What is being asked:
Reproduce the data from the line containing "The locate routine indicates the small" through the end of the data, including both of those lines.

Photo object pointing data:

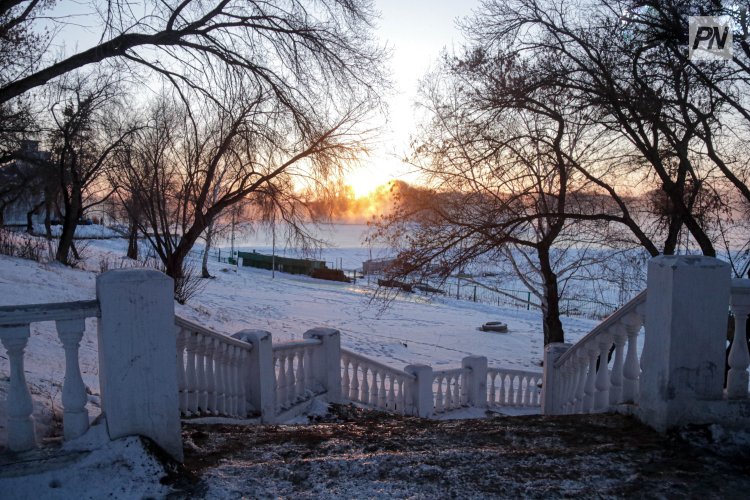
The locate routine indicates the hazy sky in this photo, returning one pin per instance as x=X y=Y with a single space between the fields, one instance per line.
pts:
x=416 y=31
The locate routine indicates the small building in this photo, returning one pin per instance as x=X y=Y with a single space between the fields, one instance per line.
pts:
x=377 y=266
x=282 y=264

Task response:
The locate routine indicates the small building in this photo, returning one pin per instance as x=X y=Y with a single space between the fields, one instance per line.
pts:
x=377 y=266
x=282 y=264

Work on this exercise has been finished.